── Input for this task
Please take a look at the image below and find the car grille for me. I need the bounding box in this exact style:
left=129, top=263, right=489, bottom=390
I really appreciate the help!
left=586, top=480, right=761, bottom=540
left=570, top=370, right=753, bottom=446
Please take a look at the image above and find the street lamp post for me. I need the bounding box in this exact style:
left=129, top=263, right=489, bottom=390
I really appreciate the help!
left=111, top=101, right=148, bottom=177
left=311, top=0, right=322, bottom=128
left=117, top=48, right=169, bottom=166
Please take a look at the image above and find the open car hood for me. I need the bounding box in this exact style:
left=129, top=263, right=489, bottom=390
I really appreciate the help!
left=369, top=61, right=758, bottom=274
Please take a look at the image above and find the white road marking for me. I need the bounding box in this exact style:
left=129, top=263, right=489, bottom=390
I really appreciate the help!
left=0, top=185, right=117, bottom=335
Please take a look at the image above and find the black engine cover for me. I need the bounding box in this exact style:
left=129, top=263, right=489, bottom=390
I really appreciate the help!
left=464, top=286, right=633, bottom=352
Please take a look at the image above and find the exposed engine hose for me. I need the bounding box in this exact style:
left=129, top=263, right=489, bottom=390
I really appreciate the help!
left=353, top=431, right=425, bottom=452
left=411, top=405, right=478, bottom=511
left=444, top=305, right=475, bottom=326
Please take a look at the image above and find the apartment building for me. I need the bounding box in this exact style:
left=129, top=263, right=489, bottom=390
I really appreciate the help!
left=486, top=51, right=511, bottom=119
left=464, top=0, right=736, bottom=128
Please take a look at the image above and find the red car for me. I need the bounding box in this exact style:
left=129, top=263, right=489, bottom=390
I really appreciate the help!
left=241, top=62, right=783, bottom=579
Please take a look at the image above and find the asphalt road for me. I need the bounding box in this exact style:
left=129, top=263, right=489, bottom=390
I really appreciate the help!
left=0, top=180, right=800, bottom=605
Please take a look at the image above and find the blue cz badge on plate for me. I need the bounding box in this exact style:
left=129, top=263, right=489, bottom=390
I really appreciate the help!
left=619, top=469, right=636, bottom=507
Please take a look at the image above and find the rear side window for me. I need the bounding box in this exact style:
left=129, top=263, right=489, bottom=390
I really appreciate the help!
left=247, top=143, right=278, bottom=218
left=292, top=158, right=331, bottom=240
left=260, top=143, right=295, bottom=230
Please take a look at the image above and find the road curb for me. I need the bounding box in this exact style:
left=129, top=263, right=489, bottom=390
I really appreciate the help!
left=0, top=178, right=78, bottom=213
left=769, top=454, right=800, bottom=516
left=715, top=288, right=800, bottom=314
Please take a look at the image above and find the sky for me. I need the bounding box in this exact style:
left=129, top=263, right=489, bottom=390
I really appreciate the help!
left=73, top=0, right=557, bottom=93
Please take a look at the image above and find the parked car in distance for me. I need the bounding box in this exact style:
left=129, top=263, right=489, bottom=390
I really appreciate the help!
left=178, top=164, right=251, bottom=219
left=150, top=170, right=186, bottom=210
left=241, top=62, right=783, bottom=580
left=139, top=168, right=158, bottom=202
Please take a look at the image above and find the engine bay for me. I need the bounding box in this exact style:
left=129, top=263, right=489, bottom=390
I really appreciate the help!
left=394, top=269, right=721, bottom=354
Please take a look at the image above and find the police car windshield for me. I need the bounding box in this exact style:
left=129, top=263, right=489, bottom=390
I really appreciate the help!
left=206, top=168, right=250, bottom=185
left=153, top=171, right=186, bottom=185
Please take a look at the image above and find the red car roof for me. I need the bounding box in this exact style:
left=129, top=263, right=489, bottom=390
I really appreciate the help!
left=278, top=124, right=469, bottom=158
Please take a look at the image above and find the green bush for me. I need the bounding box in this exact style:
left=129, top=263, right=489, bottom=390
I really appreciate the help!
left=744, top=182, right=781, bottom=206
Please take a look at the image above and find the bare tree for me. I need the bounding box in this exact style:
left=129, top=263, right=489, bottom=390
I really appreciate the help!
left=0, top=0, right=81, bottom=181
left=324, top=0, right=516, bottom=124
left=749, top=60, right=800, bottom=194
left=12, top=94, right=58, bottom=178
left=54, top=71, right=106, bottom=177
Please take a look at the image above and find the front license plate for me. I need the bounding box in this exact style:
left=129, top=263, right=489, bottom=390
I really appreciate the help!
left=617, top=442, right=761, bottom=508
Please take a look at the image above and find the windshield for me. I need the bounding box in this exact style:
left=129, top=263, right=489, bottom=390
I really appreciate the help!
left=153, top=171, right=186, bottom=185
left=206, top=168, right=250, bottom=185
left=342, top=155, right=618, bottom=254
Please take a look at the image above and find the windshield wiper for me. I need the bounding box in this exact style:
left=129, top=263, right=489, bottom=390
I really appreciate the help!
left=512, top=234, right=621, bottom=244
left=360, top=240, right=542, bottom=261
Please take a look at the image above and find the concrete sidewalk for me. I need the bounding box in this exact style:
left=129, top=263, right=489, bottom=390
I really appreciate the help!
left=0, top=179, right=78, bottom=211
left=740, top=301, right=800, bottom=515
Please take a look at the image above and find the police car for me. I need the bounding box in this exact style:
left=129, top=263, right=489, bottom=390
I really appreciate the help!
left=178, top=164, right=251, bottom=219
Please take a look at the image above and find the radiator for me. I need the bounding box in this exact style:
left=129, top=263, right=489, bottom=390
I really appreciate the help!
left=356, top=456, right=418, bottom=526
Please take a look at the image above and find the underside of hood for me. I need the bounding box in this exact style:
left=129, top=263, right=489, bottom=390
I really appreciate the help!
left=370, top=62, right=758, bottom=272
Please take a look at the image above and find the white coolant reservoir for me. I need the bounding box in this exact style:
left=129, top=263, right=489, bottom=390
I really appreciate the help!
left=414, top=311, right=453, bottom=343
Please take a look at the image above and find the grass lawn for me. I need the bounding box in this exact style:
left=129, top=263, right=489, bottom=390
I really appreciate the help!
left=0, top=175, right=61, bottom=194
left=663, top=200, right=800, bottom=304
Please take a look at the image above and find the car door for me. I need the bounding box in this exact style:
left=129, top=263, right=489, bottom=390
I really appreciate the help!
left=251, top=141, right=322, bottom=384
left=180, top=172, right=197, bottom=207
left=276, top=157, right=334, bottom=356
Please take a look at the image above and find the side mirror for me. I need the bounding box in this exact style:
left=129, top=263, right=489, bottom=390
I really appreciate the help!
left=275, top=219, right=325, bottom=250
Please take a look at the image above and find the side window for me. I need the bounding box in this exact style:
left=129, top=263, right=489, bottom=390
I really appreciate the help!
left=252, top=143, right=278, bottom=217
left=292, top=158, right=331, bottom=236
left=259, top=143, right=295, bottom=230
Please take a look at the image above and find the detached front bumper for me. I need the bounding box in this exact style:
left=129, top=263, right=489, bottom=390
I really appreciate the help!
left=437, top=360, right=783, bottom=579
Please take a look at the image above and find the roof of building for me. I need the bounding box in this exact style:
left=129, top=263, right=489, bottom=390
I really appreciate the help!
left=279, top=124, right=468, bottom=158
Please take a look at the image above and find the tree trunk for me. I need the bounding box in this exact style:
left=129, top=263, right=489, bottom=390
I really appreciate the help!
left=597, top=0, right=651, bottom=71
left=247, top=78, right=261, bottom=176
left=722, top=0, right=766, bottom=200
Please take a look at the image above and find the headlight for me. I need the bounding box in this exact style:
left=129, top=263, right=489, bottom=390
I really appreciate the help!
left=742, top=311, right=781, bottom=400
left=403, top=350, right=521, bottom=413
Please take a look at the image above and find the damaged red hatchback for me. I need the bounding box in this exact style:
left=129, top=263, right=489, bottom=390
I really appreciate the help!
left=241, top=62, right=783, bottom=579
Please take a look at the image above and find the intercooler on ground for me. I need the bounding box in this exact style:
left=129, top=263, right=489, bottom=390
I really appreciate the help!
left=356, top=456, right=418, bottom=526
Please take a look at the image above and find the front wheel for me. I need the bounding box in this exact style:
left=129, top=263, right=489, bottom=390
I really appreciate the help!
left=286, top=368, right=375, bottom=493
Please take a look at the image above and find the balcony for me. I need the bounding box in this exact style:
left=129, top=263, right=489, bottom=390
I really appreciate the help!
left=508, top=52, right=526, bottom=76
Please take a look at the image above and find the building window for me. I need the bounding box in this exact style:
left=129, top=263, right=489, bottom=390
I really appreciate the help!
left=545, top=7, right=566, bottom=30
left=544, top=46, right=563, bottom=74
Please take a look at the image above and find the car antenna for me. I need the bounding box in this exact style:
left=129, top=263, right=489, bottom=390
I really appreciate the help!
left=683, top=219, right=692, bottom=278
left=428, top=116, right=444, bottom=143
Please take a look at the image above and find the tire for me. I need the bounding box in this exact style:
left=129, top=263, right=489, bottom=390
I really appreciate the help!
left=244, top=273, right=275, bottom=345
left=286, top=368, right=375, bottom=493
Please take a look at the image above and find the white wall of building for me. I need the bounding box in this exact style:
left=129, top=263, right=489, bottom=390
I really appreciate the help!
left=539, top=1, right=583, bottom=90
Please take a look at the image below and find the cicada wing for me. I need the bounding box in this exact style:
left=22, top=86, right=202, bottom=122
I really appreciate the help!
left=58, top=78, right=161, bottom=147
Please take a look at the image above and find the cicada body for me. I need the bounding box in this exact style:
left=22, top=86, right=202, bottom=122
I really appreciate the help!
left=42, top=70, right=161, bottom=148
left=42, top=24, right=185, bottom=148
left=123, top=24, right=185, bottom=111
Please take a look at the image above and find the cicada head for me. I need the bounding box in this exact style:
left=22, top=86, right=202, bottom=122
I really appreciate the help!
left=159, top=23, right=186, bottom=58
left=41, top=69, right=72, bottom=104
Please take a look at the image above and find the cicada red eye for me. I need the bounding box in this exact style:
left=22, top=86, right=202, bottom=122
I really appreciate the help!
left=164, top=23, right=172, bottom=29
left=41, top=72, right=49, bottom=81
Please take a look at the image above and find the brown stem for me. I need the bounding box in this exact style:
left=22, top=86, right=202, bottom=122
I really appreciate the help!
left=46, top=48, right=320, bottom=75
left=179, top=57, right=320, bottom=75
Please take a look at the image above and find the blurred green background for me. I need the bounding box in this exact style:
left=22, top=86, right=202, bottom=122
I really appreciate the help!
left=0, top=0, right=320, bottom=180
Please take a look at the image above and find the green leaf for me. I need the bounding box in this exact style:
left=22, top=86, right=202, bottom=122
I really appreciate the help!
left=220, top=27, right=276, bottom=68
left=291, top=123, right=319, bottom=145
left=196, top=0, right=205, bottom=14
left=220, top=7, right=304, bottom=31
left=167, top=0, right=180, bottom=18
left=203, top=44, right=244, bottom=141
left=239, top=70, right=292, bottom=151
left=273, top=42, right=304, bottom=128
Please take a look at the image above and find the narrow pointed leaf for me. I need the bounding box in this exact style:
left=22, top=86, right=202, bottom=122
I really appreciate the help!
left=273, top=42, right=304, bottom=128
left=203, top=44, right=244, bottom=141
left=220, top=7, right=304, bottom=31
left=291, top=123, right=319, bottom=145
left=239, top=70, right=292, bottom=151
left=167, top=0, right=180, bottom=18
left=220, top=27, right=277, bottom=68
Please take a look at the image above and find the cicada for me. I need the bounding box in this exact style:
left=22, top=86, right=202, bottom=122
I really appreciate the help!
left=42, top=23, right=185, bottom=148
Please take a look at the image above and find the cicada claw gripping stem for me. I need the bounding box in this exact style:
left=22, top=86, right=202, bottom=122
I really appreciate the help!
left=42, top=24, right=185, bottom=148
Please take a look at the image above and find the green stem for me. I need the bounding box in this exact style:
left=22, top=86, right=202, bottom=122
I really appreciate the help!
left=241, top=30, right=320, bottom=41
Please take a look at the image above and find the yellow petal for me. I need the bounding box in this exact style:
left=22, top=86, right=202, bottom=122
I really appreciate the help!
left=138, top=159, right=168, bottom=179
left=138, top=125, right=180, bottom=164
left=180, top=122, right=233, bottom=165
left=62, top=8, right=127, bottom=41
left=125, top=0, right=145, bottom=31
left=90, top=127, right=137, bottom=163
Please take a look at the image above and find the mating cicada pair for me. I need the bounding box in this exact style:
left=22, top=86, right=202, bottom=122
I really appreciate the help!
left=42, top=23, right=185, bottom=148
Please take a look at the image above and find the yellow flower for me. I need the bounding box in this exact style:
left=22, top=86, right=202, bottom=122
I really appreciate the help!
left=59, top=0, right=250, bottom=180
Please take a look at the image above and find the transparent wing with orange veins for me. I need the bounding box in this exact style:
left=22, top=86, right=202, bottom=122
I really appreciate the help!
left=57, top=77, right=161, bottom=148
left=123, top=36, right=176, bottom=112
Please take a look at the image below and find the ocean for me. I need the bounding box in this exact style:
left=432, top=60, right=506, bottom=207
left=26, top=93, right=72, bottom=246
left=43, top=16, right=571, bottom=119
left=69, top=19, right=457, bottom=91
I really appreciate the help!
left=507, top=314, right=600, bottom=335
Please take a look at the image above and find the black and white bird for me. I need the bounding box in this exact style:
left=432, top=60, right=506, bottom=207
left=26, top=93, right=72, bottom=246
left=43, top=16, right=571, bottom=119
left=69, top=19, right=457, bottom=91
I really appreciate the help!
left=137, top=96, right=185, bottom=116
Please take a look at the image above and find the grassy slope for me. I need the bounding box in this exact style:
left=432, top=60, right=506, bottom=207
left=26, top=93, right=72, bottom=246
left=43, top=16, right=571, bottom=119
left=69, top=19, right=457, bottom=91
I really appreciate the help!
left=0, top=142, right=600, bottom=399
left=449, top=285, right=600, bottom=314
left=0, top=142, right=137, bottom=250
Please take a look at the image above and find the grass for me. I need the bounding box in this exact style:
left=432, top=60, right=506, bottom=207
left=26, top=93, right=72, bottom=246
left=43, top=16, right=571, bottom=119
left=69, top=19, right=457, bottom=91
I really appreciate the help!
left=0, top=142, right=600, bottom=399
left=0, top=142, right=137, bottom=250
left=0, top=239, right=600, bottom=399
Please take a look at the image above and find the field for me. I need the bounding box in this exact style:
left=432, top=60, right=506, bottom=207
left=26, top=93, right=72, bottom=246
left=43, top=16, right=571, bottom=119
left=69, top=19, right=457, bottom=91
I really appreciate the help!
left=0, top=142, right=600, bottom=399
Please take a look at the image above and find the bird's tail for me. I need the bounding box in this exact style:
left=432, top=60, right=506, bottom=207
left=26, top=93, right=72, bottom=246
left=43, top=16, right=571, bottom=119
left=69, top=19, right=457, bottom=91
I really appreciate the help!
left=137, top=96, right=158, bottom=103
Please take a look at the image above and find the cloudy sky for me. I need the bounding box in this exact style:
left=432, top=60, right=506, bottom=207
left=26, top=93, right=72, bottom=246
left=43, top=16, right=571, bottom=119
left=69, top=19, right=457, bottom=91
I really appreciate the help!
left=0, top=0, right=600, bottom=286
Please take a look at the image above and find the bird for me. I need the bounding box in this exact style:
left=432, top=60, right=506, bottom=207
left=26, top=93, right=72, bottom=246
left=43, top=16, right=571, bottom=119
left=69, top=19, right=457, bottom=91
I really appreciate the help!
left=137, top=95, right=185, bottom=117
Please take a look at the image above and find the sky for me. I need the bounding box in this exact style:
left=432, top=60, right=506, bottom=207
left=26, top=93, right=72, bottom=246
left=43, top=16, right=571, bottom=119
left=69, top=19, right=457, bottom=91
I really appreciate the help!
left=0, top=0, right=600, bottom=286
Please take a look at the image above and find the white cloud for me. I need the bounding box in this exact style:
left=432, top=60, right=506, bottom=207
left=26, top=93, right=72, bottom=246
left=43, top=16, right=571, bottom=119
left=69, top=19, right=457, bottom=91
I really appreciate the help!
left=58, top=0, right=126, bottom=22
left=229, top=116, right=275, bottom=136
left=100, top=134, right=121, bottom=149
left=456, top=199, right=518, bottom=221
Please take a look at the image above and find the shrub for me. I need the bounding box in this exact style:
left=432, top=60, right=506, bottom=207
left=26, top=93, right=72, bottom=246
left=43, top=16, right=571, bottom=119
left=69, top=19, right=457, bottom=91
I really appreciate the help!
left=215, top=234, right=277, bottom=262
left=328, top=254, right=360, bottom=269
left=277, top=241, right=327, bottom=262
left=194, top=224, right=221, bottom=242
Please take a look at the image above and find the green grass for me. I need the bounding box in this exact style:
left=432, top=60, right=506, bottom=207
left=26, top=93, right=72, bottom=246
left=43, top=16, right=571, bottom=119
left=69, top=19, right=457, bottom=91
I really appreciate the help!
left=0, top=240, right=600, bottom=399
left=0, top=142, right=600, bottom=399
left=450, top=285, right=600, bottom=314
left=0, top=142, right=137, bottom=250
────
Copy out the material above word for word, from the line with "find the rear" to the line with "left=292, top=158, right=331, bottom=240", including both of those lines.

* Solution for this task:
Please take a look at the image above and find the rear side window for me. I need the bounding box in this exact style:
left=129, top=263, right=489, bottom=390
I really appreciate the help!
left=247, top=143, right=278, bottom=218
left=292, top=158, right=331, bottom=240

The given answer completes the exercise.